■ Task statement: Return every line from the one with "-- sample [40,344]." through the one with "-- sample [589,405].", inclusive, exactly as it appears below.

"""

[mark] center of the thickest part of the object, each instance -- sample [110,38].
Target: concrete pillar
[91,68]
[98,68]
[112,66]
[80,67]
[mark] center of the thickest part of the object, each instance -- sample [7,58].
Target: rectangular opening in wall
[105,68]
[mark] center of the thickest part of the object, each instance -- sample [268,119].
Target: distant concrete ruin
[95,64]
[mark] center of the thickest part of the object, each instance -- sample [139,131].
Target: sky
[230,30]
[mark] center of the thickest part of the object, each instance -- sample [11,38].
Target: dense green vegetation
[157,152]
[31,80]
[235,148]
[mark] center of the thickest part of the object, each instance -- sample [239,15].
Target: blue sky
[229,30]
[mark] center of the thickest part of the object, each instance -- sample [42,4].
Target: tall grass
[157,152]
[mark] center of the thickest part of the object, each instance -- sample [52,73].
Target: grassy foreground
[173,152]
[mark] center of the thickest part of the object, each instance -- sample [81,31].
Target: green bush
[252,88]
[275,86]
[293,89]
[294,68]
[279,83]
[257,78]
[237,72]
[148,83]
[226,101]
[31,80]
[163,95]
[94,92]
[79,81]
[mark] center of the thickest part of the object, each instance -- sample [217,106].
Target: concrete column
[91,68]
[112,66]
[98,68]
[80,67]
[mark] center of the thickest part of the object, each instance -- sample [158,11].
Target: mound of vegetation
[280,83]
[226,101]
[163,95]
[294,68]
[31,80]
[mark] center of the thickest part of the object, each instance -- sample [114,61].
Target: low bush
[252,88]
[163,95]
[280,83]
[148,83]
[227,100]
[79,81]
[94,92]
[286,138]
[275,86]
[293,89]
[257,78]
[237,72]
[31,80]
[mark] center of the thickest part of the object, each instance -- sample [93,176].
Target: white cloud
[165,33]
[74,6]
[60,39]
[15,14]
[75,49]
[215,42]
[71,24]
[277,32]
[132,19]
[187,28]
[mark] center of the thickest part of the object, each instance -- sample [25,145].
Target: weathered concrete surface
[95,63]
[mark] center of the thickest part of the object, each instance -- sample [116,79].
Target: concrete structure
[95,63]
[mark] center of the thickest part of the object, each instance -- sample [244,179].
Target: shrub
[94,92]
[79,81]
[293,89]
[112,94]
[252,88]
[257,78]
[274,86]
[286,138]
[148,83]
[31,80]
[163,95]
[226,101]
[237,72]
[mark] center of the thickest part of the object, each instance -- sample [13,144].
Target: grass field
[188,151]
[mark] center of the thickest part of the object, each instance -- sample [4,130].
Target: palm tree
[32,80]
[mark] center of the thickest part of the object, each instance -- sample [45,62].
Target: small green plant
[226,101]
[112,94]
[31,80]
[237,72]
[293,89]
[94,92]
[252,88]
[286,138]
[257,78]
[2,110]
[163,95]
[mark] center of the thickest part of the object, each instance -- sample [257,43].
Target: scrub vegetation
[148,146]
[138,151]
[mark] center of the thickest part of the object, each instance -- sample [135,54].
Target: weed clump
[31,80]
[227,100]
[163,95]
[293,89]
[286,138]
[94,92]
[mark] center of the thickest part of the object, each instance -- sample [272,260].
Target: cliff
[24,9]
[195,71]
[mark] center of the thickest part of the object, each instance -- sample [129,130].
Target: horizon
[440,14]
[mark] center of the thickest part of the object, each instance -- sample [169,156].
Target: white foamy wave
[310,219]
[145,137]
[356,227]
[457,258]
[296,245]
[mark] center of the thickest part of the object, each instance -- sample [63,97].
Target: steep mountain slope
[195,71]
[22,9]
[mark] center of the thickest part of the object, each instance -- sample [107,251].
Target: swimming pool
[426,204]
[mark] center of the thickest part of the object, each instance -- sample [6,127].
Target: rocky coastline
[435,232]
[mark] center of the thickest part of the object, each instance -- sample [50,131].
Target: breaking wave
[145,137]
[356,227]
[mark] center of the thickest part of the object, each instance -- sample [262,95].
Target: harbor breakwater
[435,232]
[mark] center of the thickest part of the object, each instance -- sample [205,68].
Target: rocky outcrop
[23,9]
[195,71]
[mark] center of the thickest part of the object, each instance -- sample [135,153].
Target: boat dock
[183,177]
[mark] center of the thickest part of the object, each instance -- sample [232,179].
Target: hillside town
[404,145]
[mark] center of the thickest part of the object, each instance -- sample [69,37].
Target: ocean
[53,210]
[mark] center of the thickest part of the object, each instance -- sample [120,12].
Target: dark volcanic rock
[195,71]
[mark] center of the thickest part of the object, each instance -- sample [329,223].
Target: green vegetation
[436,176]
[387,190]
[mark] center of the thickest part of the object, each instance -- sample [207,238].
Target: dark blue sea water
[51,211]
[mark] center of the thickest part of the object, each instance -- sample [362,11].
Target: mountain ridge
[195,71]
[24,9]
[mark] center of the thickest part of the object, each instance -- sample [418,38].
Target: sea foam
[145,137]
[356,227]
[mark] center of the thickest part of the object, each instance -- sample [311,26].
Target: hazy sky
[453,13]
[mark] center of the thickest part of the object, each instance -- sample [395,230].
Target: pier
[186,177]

"""
"""

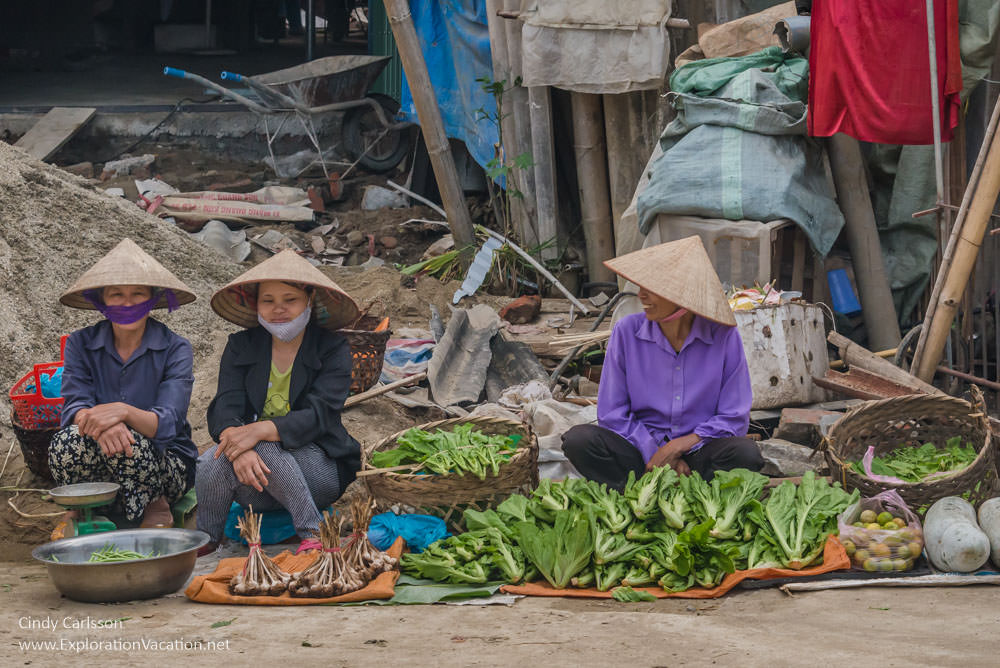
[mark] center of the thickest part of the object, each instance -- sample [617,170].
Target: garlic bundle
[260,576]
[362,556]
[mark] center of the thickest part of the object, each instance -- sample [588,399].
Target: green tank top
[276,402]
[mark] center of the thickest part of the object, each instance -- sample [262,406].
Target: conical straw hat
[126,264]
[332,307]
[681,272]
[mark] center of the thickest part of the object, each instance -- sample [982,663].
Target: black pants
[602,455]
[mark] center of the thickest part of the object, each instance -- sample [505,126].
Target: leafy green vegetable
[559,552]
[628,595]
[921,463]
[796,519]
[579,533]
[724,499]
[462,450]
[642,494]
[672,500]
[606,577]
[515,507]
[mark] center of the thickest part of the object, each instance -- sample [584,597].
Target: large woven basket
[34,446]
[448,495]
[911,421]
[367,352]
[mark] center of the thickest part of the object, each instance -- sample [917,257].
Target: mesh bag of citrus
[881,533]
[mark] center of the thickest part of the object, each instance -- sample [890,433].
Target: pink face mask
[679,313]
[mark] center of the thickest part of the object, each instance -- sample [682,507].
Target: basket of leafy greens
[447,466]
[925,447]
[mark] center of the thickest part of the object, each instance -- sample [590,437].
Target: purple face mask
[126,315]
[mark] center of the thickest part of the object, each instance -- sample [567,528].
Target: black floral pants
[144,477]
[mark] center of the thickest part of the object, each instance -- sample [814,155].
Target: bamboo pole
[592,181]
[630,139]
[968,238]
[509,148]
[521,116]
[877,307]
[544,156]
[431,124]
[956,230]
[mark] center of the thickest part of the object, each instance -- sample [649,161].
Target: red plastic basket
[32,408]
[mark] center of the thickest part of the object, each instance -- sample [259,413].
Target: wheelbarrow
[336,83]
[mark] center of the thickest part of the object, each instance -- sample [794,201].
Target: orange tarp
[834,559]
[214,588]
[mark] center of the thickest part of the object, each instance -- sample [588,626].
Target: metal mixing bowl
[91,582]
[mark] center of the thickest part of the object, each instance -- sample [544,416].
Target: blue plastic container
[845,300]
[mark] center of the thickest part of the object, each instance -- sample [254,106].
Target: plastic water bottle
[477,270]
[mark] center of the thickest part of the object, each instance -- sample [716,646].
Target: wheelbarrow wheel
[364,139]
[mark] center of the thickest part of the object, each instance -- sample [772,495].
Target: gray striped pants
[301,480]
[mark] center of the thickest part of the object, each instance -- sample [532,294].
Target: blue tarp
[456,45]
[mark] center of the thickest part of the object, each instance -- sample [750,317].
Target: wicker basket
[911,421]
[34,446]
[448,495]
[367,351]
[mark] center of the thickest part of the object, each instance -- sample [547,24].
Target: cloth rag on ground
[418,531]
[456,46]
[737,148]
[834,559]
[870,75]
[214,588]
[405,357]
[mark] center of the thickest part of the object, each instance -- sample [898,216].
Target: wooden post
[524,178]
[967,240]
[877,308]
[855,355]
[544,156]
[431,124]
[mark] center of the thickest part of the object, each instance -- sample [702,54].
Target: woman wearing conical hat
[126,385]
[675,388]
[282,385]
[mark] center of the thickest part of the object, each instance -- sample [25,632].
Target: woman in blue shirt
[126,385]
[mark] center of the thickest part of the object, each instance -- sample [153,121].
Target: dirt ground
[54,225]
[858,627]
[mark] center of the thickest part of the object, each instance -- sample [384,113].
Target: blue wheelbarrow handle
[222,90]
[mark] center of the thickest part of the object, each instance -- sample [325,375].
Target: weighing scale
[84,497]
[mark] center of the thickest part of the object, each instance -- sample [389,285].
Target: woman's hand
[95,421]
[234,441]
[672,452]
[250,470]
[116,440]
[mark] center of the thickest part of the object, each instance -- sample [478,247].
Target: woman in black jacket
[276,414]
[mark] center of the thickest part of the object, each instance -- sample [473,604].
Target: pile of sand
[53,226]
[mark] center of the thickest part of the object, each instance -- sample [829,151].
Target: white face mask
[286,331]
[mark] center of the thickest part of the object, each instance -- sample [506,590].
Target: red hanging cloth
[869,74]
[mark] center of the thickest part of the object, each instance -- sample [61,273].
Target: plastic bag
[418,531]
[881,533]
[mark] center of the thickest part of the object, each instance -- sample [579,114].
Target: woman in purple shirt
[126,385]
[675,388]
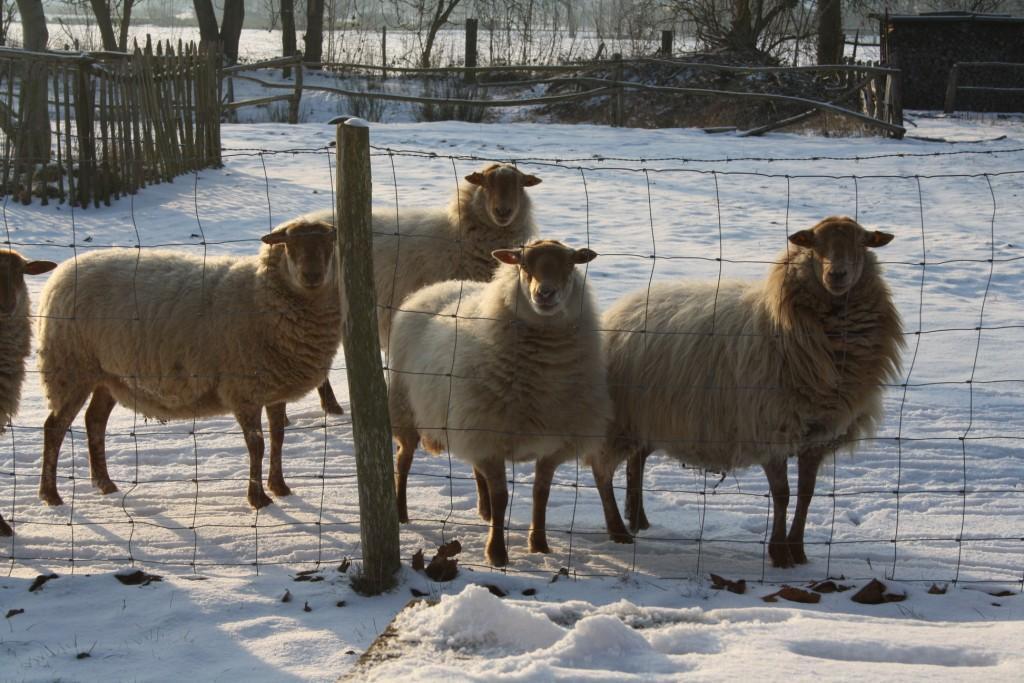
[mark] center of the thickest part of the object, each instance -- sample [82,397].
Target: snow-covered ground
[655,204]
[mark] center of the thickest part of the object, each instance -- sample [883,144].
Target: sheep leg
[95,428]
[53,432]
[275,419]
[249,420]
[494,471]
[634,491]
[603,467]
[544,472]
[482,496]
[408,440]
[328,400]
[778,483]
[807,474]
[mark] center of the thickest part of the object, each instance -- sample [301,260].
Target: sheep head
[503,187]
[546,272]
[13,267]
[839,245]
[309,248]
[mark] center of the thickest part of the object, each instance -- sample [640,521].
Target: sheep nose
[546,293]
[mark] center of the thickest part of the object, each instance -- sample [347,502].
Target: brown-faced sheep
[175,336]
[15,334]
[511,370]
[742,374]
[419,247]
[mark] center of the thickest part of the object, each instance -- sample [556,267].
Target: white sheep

"""
"""

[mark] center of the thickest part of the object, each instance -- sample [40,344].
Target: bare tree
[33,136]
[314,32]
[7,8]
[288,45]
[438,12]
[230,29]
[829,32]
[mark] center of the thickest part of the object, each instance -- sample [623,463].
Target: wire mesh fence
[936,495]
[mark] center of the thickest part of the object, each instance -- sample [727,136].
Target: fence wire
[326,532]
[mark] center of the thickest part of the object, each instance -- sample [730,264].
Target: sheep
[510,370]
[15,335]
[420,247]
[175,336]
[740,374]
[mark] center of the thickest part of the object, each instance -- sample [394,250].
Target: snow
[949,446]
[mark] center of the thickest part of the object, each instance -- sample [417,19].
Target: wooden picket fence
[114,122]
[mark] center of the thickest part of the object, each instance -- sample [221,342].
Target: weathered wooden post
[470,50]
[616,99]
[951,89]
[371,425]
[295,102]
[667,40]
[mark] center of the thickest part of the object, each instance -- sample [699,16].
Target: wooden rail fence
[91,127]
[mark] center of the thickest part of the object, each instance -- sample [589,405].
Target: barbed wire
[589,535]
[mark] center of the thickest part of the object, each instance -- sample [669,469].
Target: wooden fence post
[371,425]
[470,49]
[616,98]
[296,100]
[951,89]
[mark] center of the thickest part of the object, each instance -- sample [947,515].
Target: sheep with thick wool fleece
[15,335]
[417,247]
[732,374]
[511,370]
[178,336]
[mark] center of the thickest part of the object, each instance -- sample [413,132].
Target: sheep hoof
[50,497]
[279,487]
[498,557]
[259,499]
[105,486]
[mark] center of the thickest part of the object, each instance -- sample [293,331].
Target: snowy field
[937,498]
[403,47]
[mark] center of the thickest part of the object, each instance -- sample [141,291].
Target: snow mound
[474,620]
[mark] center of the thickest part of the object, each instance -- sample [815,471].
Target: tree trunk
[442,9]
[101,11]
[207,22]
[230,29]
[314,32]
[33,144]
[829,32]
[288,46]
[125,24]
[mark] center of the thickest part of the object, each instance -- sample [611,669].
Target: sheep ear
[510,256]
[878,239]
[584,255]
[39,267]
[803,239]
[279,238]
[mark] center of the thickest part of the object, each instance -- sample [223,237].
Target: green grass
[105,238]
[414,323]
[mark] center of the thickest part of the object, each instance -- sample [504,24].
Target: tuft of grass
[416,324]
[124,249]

"""

■ Output:
[mark] center of the thickest part of the object, each instance -- sample [40,344].
Target: bare tree
[33,136]
[314,32]
[7,8]
[288,45]
[438,12]
[230,29]
[829,32]
[mark] center of the thickest part of the object, each instance -- sample [623,463].
Target: wire mesh fence
[936,495]
[mark] center of the thickest part of the object, each instance -- sample [727,136].
Target: fence wire
[326,532]
[mark] center of the thickest part of the object, each instance -- sample [730,264].
Target: sheep
[510,370]
[15,335]
[420,247]
[175,336]
[740,374]
[mark] center of the thickest part of the object, each instance -- sample [394,250].
Target: snow
[949,446]
[mark] center of the thickest part of the object, each instance -- sample [417,19].
Target: wooden picket fence
[114,122]
[mark] center of the thickest part of the object, each instance -- sample [221,342].
Target: weathered wooden post
[470,50]
[616,99]
[951,89]
[371,425]
[295,102]
[667,40]
[mark] center of the thickest part of the object, each instance -- sample [699,16].
Target: wooden rail fence
[91,127]
[mark] center of the thickest part of the object, each instance -- sample [589,405].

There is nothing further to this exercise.